> [Objective]:
Give an exact transcription of every line, dropping the images.

________________________________________

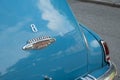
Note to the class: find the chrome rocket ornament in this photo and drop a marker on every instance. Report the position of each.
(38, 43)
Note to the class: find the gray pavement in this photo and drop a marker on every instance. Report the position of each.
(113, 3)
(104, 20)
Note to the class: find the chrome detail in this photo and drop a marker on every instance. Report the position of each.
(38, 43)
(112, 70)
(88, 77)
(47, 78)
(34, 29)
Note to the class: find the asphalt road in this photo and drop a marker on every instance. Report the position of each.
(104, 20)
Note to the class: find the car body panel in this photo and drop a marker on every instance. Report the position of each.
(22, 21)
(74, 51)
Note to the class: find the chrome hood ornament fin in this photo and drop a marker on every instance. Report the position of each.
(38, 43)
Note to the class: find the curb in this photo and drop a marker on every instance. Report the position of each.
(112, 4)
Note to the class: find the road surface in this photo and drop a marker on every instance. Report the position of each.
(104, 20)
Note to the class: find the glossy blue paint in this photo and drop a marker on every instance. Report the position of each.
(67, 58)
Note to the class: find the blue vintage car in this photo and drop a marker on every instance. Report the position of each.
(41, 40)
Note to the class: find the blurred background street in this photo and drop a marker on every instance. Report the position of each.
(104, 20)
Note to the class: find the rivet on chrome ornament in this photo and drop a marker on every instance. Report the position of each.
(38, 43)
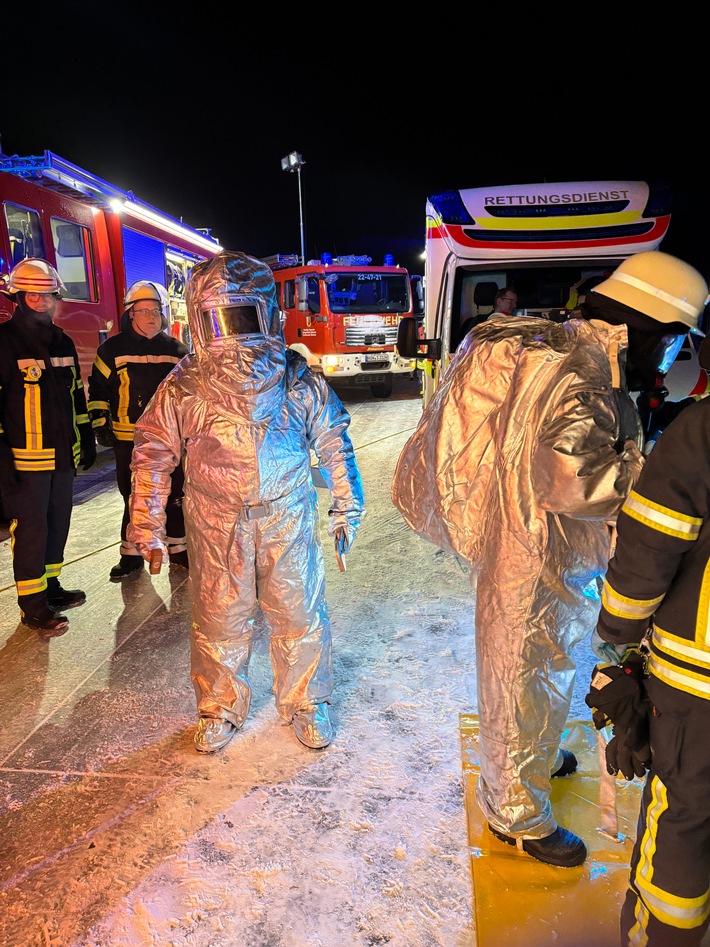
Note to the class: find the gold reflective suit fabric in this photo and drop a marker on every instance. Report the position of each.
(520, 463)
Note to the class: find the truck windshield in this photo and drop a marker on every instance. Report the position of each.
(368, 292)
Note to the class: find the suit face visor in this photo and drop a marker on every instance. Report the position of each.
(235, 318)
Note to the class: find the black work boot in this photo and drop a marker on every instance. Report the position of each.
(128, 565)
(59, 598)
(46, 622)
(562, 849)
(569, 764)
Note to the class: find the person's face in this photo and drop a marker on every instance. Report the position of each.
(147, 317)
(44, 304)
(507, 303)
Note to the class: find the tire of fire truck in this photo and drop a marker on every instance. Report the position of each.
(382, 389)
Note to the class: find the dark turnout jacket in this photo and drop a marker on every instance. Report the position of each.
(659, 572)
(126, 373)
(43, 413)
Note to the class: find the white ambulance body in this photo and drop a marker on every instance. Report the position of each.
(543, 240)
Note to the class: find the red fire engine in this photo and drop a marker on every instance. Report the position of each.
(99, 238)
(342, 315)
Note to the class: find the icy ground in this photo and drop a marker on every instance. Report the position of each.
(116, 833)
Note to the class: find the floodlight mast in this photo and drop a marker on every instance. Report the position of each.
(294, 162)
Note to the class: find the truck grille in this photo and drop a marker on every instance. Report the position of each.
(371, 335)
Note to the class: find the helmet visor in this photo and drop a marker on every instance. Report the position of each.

________________________________________

> [Answer below]:
Note to the class: find the chrome rocket ornament in this photo and drop a marker on every instance. Report the position of each.
(38, 43)
Note to the class: find the gray pavement in this photo and drop a marker on every instance. Report the position of each.
(113, 3)
(104, 20)
Note to the class: find the chrome detail in this photo and drop a marker on every instance. Report the position of each.
(38, 43)
(112, 70)
(88, 77)
(47, 78)
(34, 29)
Note to the class: find the asphalt road in this photo and drop a marker on every instance. Report the position of each.
(104, 20)
Note to the class: find the car body panel in this photo and drop a marker on every instance. Report the position of each.
(22, 21)
(74, 51)
Note to the class: find the chrome hood ornament fin in this photo and drop a marker on every instance. Report the position of each.
(38, 43)
Note to the class: find the curb in this photo and drop a marker on every instance. Report the position of each.
(112, 4)
Note to the class: find the road surface in this photo and drop a marker on every instance. Report the position of each.
(104, 20)
Note to the class: find the glossy blue paint in this photo and drop a marker on every instance. Report the position of each.
(67, 58)
Note to the class: find the blue vintage car in this photo and drop a marker on every instance. Report the position of each.
(41, 40)
Note to the class: find the blurred background street in this photo and drop a marker on every instance. Report the position of each.
(104, 20)
Note to the class: find the rivet on chrome ornament in this photo and drop a marker on every instance. Report the position of each.
(38, 43)
Note to the class: find the gold reflective suit fabric in this photo and drop a marker on every instance. Report the position of each.
(520, 463)
Note to the class: find the truck windshield in this photo and drop a marker on every instance. Report the position of each.
(368, 292)
Note to the class: find the suit face visor in this photo and drop a marker on every instance. Report the position of each.
(235, 318)
Note to the class: find the black work boot in this photo and drop a marker on every instance. Report the position of each.
(128, 565)
(59, 598)
(46, 622)
(562, 849)
(569, 764)
Note to the class: find the person's face in this photo and drop a marker on every instance. Report the position of each.
(147, 317)
(44, 304)
(507, 303)
Note to the class: find the tire of fire truck in this photo and drop a marker on every instance. Report the position of each.
(382, 389)
Note to the class: find the dark turnout jacket in this photo and drop a marker on every instance. Report the position of each.
(659, 572)
(126, 373)
(43, 413)
Note to the class: find the white ambulance body in this photo and drop a marker on every instance. Report the position of each.
(543, 240)
Note to the class: find the red fire engine in this photo and drop a marker on every instance. Report the position of each.
(99, 238)
(342, 315)
Note to the class: find the icy ground in this photo and drop a marker on every instance. Report the position of each.
(116, 833)
Note to the class: find the floodlight mast in this photo and drop a marker on every instance. Report the position of each.
(294, 162)
Note to the class: find the truck grille in this photo and drop a marker on every instance. Report the position of each.
(371, 335)
Note to the class: find the helmet visor in this photo and drop a marker on every instance. Report the position of each.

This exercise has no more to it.